◆ **What needs to be done**
Quote only the lines from the one containing "Corridor-survey task: point out each instance of the shoreline" through the final line, both included, and omit the pictures.

◆ **Records to process**
***

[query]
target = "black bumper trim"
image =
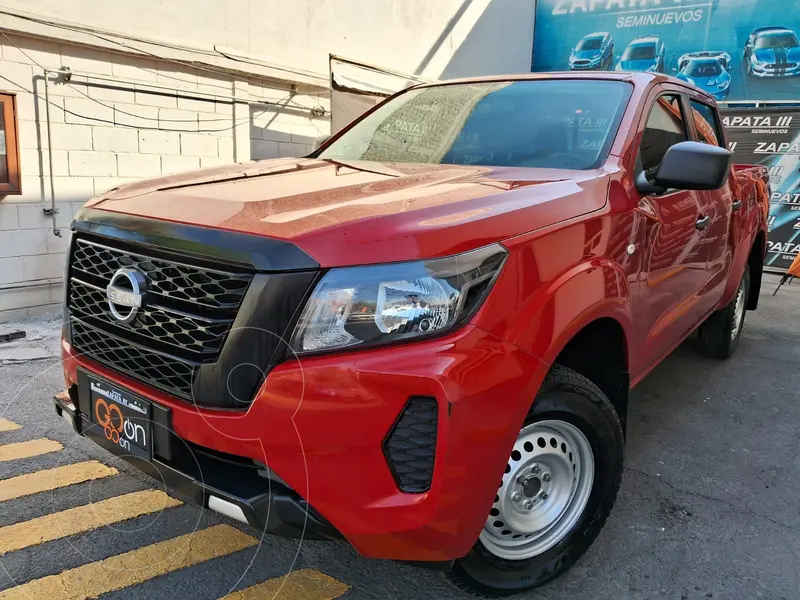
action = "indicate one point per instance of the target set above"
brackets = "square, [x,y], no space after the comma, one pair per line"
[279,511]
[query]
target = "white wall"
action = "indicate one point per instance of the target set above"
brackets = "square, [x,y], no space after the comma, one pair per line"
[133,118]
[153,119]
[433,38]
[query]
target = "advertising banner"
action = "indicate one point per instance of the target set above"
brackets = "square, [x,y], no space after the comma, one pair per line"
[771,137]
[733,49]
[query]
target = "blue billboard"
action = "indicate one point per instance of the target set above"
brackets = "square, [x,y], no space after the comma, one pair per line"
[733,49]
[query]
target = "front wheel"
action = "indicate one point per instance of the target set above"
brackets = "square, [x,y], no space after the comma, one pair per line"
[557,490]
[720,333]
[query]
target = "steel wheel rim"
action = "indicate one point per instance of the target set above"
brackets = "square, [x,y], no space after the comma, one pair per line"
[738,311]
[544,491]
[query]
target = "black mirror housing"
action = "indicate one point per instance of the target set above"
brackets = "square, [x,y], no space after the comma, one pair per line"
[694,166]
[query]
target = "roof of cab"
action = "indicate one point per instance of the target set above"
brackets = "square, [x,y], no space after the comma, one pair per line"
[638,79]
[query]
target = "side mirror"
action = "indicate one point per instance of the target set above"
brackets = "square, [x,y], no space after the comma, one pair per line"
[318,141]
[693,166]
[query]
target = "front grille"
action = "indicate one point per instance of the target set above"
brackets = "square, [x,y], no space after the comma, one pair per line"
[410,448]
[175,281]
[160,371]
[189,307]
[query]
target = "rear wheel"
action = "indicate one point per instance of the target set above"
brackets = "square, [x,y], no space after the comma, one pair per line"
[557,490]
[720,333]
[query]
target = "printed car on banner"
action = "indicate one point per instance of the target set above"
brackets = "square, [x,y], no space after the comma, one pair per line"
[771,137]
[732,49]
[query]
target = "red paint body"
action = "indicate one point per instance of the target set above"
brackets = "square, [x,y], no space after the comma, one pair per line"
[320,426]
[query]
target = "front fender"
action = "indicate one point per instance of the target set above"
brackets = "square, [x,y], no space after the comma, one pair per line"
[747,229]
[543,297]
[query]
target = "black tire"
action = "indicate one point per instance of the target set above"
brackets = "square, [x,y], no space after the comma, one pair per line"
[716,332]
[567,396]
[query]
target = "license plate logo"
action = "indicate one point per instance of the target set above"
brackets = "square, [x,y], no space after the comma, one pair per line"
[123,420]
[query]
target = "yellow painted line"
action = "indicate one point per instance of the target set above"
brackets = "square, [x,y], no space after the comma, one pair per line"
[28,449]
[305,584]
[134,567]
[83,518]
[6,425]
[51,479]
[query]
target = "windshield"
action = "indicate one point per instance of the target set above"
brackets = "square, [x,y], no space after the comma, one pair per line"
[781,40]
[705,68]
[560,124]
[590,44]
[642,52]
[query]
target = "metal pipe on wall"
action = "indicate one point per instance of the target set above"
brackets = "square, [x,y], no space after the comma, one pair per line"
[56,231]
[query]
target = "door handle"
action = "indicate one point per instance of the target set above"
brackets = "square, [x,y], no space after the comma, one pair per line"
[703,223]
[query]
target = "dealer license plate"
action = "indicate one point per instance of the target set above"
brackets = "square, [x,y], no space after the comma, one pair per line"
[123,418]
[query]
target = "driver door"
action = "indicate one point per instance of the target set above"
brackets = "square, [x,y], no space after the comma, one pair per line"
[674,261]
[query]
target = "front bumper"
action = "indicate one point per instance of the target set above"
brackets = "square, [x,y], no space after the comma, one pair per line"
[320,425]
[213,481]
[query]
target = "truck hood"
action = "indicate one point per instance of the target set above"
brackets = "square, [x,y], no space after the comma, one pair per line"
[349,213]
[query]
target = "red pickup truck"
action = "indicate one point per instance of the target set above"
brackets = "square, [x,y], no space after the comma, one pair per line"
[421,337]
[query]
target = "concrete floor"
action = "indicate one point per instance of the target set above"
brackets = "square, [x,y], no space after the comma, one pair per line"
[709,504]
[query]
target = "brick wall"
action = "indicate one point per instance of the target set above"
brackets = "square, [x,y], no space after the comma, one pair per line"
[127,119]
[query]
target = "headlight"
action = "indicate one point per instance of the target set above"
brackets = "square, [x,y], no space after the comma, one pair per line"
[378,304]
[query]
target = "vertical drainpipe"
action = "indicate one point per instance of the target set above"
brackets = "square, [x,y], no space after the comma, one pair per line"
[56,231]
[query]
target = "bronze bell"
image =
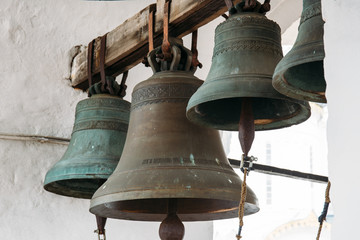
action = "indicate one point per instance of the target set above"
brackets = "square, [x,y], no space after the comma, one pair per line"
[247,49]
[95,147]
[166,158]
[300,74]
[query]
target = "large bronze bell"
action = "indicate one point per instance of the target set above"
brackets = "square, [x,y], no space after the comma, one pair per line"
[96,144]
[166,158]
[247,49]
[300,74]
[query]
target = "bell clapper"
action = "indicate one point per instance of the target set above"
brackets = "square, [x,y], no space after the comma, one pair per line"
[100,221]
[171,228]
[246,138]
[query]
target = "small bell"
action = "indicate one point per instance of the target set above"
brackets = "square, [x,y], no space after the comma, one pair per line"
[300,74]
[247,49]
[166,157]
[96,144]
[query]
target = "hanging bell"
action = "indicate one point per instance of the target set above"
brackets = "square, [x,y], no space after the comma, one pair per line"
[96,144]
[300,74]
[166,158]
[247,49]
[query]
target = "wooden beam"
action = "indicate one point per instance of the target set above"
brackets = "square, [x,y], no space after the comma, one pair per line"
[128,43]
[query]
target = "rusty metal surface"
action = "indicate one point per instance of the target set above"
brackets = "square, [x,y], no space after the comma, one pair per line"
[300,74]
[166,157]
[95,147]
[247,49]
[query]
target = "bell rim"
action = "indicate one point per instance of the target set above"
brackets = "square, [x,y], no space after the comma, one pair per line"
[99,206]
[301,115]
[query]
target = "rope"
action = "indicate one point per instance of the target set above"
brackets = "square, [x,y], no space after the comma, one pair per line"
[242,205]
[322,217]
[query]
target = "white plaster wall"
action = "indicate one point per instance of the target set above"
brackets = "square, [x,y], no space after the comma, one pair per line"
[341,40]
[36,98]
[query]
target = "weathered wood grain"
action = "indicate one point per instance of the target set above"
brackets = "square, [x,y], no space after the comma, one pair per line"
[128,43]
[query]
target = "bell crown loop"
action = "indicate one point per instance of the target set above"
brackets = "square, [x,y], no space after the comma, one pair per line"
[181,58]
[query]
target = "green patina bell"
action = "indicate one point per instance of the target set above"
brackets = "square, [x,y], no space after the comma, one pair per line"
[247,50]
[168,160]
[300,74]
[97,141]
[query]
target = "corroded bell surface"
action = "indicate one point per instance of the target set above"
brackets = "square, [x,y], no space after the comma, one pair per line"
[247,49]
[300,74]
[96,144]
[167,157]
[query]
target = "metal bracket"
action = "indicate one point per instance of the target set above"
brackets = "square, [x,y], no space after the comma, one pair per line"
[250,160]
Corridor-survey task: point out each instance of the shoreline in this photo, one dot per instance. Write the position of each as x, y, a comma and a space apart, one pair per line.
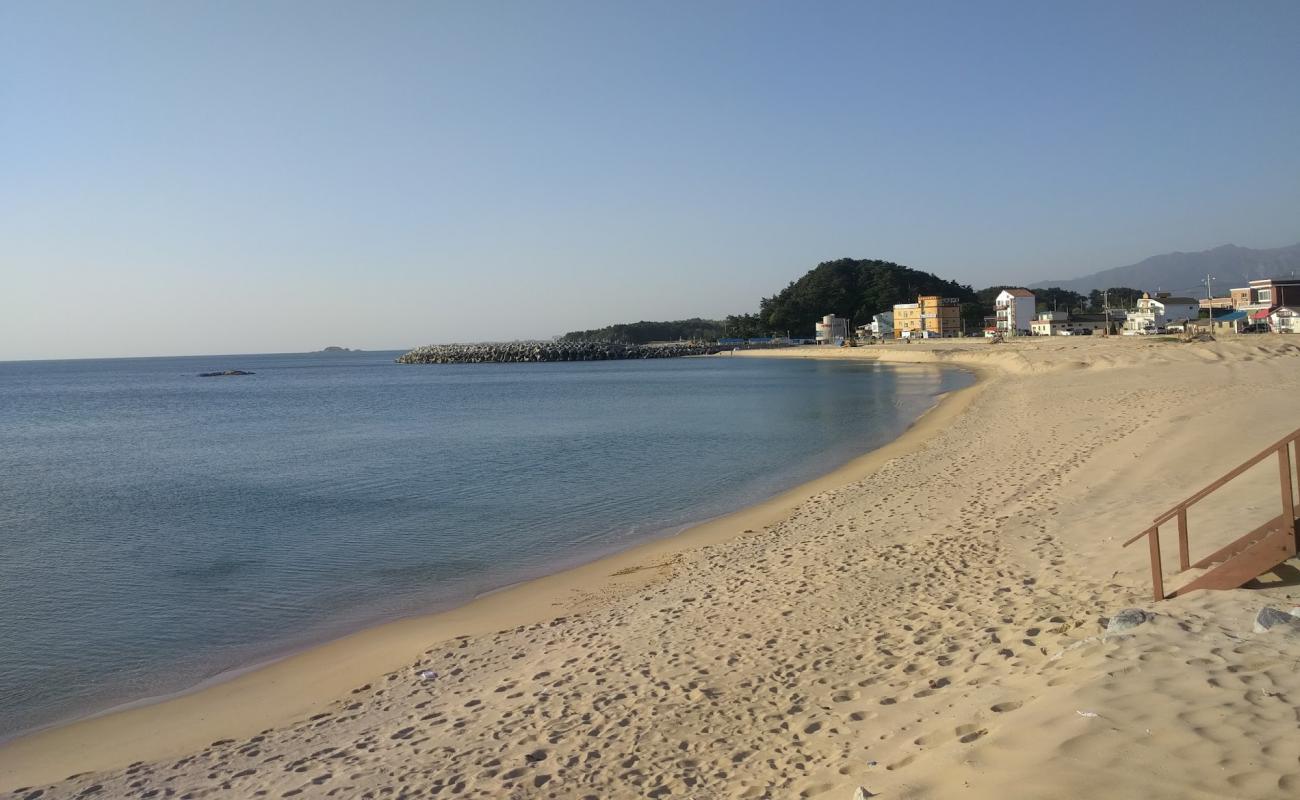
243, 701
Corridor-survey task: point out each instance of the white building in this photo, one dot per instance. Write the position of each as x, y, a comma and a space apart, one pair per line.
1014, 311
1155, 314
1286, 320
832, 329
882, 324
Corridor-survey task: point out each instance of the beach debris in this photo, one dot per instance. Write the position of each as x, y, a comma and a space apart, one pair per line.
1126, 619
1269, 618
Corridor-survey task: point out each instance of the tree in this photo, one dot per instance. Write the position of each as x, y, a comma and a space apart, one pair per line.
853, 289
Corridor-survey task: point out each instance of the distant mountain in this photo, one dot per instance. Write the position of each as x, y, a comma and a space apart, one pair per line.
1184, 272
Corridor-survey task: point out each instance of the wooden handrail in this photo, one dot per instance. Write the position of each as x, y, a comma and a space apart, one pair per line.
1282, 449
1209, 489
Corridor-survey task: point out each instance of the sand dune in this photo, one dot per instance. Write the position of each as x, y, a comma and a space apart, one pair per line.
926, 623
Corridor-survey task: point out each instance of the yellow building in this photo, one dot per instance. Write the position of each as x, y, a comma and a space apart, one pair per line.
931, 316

***

◆ **Answer to this task**
Corridor-survey task: point out each instance of the shoreline in this photo, one dot per instance. Write the position of each as x, y, a comma and a space apart, one pair per line.
243, 701
Corridor-survey task: point out each instance of the white building in this photo, one dot per instance. Write the position of each as x, y, a comma and a space apart, one pair per line.
1014, 311
1155, 314
1286, 320
832, 329
882, 324
Corridor-survey task: point out each instance of the beach debris in this photo, one dot per instance. Write the position of each as x, y, a comma and a space apart, one pair per line.
1126, 619
1269, 618
Corridor-survey task: point out each instance of the tree in this photo, one dot per instance. Write the position of each as x, y, a comma and a space apart, one pair per line.
853, 289
Corridor-survey task: point out each instance of the distant mountain in this photo, one dot per instance. Write the position of each as x, y, a comma and a space apart, one pair per line.
1184, 272
Corridor-survey task: point out each instance of the wooden handrail in this photo, one dot per instance. Write the position of each as x, y, a comma and a space apart, one pair per line.
1282, 449
1209, 489
Corridor-survey task: point out each instance of the sand dune in this photo, one dot per instance. Write the position of each as x, y, a comma and a space apart, one pair per line.
926, 623
Corridor-survey task: point out each instance of the yellow building in this photo, one dot per instance. Write the position of each as x, y, a comma and a space apart, one pair per line.
931, 316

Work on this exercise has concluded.